▸ **WHAT IS EXPECTED**
Continue the passage on the Authority's attorney-client privilege claim against Mr. Mefford's request, starting after its last sentence.

▸ **PASSAGE**

** Begin **

Elaborating somewhat as to the attorney-client privilege, the Authority repeatedly asserts that Mr. Mefford's request "may attempt to seek" certain unspecified documents that are "exempt from inspection pursuant to the attorney-client privilege and/or work product performed related to personnel, real estate and/or in anticipation of litigation." According to the Authority, such documents "may contain detailed information regarding the confidential counsel given to the Authority." In support of this position, the Authority quotes the definitions of "client" and "confidential" codified at KRE 503(a)(1), and the general rule found at KRS 61.878(1) without further explanation. Noticeably lacking is the degree of specificity required to successfully invoke the cited provisions. 7 As repeatedly recognized by the Attorney General:

While neither this office nor the Kentucky courts have ever required an itemized index correlating each document withheld with a specific exemption, such as that required by the federal courts in Vaughn v. Rosen 484 F.2d 820 (D.C. Cir. 1973), cert. denied 415 U.S. 977 (1974), we believe that [an agency] is obligated to provide particularized justification for the withholding of documents, or groups of documents, which are properly excludable [footnote omitted], and to release any documents which do not fall squarely within the parameters of the exception and are therefore not excludable.

** End **

▸ **RAW DATA**
** Begin **

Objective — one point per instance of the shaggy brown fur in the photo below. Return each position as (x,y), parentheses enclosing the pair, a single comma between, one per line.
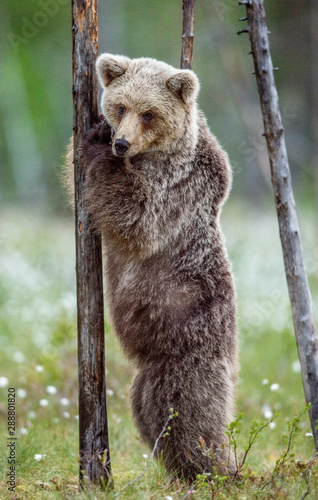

** End **

▸ **ANSWER TO THE EXERCISE**
97-ORD-41, p. 6; 04-ORD-106; 03-ORD-213. In a related vein, this office has observed:

Although there is no clear standard of proof under the Kentucky Open Records Act, with one narrow exception [codified at KRS 61.872(6) which requires clear and convincing evidence to support denials resulting from unreasonably burdensome requests] it is clear that the burden of proof in sustaining public agency action in the event of an appeal to the Attorney General, or to the circuit court, is on the agency. KRS 61.880(2)(c); KRS 61.882(3). It is also clear that a bare assertion relative to the basis for denial . . . does not satisfy the burden of proof. . . .

00-ORD-10, pp. 10-11, citing 95-ORD-61, p. 2; 04-ORD-208. In short, neither the initial response nor the supplemental response of the Authority contains the specificity envisioned by KRS 61.880(1). 8 From a procedural standpoint, the Authority violated the Act in failing to comply with this statutory mandate. In responding to future requests, the Authority should be guided by the longstanding principle that the procedural requirements of the Open Records Act "are not mere formalities, but are an essential part of the prompt and orderly processing of an open records request." 93-ORD-125, p. 5; 04-ORD-181; 04-ORD-163; 04-ORD-080; 02-ORD-187.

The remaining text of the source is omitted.